Exercise details: Copy every entry word for word, but skip the pictures.

BEGIN

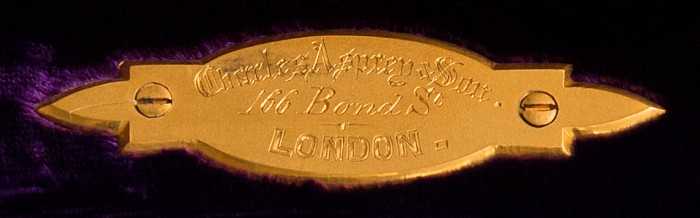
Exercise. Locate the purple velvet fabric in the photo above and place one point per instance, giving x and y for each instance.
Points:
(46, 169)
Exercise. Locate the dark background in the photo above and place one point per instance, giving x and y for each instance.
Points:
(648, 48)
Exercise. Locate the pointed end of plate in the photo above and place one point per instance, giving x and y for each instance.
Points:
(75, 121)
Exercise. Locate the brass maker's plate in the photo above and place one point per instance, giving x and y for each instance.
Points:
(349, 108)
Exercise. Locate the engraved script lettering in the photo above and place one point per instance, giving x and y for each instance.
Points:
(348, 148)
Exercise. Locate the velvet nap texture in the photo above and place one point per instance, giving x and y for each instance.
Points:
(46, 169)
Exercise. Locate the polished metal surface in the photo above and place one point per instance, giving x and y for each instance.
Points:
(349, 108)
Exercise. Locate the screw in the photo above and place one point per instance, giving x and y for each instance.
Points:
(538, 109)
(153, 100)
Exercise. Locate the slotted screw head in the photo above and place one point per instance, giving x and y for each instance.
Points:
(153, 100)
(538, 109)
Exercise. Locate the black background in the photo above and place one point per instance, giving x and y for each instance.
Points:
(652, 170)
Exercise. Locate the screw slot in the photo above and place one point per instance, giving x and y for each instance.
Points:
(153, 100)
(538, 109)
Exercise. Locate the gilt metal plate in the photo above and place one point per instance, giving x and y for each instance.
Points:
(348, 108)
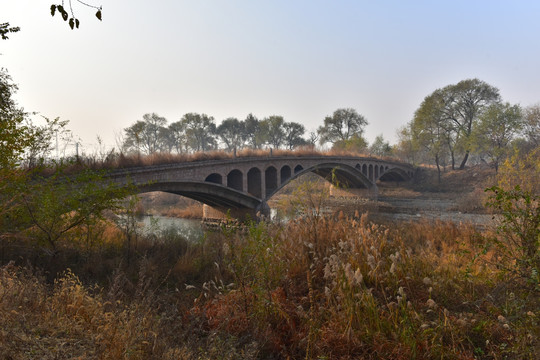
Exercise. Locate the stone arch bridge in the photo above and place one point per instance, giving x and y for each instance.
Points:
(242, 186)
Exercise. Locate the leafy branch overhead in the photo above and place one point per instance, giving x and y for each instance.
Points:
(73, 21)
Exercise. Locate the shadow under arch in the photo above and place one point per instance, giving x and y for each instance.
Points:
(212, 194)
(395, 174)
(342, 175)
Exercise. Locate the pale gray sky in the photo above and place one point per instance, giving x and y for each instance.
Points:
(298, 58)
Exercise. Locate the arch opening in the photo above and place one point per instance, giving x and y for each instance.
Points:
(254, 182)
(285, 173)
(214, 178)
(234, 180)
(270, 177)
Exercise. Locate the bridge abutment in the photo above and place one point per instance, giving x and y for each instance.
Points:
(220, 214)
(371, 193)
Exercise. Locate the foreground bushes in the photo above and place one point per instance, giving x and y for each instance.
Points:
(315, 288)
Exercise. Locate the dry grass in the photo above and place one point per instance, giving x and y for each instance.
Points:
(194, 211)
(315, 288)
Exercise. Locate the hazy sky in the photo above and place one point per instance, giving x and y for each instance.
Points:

END

Written answer:
Exercise. Locate the purple velvet fabric in the photo above and place one point per instance, giving x and y for each instance.
Points:
(46, 169)
Exercise. Locate the dark background in the photo above and place one point per instance, giving x and y for each instance.
Points:
(648, 48)
Exercise. Locate the pointed end of plate in the photo above and place one point per instance, giving x and y for each instance.
Points:
(75, 121)
Exercise. Locate the brass maker's plate in the photo above and place one point per instance, giving x and y for each instance.
Points:
(349, 108)
Exercise. Locate the engraved script lettering in the photo above and place one point per instance, giving x and y for each instance.
Points:
(348, 148)
Exercise. Locate the velvet nap texture in the photo above and place one point per instance, giving x and y for each instance.
Points:
(46, 169)
Exercise. Locate the polished metal surface in the photo above and place one point per instance, giving x and y for each instance.
Points:
(349, 108)
Exercise. Locate the screw in the photo above and place one point per instance, giving x and y for each instance.
Points:
(538, 109)
(153, 100)
Exercise. Locate the slotted screw head in the photo above and place one point per instance, giving x and y for each instance.
Points:
(153, 100)
(538, 109)
Exercise. Locate the black background in the photo above and place one point per instance, giving x and y for each instance.
Points:
(652, 170)
Exercise. Locate the screw slot in the photo above and place one point per instance, giving x and y for each instance.
Points:
(153, 100)
(538, 109)
Exercise. Locate the gilt metal plate in the photo above and place one point per instance, giving x and y for each instance.
Points:
(348, 108)
Exercise. Locate the stone arch bridge in the photo above and place one point per instance, giving x and y for each instance.
Points:
(242, 186)
Exercise. Locate the leafy branch overhead in the photo above and place one point per instance, giving x and y for each instance.
Points:
(73, 21)
Exercise. Locate the shadow under arch in the photo above and place one point per instance, giving x and y for each instance.
Points:
(212, 194)
(395, 174)
(342, 175)
Exercise. Locate the pale gray sky in the photo above and place one point per instance, giving x and y for each instance.
Points:
(298, 58)
Exercise. Locate the arch opening in the photo above and place one point per instance, giving x and y for each instance.
Points:
(254, 182)
(285, 173)
(214, 178)
(234, 180)
(270, 177)
Exercise. Locate the bridge abutment in the photo above and place one point per instance, giving x and y for each instance.
Points:
(220, 214)
(371, 193)
Exercise. Locate the foreground bushes in the photo above and place one point per instance, giving x and y for each instance.
Points:
(315, 288)
Exercise. Locate the dry grass in the photo above and place one point per instance, giving x and y for each instance.
Points:
(194, 211)
(315, 288)
Exercise. Locate the hazy sky in the photo above and place one point per instance, giving x and y for each instance.
Points:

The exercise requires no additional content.